[Collected data entries]

===============

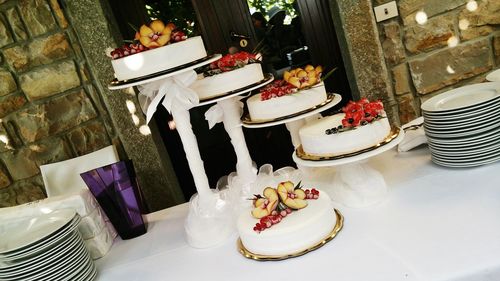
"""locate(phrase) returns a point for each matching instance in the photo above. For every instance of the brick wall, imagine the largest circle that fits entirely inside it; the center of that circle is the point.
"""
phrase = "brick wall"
(419, 58)
(50, 108)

===============

Stated goal: Format the lines of the entries above as a Markdown table with the columns "Row" and "Line," numbering each row and dropping blank lines. Leave the pictures out.

Answer in full:
| Row | Line |
|---|---|
| 1 | """locate(phrase) returns a point for each matching instance in the photo above. For every instance of the brick wall, imagine the largest circle that fits entirely inside it; the center of that circle is the point. |
| 2 | """ |
| 3 | phrase = "brick wall" |
| 4 | (419, 58) |
| 5 | (50, 108) |